* Input for this task
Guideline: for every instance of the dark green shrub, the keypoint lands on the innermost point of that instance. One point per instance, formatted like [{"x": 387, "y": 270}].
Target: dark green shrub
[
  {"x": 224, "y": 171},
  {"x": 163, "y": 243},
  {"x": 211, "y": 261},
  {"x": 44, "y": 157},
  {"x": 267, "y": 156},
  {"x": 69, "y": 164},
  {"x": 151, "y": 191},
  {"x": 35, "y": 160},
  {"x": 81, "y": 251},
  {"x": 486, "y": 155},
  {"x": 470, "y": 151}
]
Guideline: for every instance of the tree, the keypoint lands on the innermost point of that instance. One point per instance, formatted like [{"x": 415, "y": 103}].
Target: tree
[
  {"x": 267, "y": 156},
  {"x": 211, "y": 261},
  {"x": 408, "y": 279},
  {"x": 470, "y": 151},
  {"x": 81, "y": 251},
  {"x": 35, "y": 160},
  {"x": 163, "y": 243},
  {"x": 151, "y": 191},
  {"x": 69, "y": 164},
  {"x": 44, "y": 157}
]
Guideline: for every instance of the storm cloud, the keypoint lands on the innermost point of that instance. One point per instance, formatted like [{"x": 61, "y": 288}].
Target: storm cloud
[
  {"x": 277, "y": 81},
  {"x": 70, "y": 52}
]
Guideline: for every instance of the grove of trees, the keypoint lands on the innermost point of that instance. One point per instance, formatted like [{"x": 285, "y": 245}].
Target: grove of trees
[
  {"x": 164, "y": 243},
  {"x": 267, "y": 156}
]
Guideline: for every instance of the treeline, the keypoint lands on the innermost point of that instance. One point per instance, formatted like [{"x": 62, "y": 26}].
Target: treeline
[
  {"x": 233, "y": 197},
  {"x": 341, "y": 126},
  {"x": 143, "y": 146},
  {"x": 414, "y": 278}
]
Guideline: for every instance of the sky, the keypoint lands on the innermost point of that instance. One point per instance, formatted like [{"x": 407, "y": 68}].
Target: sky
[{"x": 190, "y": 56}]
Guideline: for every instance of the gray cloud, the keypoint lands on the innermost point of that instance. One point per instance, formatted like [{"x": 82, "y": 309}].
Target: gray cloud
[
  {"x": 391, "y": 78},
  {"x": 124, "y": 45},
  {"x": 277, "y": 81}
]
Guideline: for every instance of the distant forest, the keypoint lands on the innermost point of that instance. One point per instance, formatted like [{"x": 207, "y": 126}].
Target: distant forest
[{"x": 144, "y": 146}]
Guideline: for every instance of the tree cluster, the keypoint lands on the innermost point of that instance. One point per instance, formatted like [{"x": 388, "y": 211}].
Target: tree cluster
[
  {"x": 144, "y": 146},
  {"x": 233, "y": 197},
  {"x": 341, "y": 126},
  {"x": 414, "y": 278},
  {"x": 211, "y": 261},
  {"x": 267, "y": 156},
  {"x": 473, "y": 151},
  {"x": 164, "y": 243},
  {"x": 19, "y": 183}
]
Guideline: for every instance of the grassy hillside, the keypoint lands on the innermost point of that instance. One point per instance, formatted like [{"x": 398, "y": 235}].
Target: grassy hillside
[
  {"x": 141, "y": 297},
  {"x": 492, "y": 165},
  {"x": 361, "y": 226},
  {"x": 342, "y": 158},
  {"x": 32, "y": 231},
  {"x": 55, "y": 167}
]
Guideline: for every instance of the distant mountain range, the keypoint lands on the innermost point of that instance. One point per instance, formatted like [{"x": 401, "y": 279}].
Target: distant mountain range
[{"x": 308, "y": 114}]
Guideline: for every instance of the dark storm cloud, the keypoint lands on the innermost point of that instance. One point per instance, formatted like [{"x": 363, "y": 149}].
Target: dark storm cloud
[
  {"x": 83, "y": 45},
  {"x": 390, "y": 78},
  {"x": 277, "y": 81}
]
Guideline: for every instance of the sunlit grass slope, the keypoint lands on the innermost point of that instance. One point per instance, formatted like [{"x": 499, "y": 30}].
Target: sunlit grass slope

* Action item
The answer is the run of lines that starts at the one containing "Guideline: for every instance of the sunlit" and ends at the last line of the material, reproduced exactly.

* Result below
Guideline: for every instance of the sunlit grass slope, the keypoint lands on the innermost point of that instance. One point per instance, formatted like [{"x": 499, "y": 30}].
Target: sunlit grass slope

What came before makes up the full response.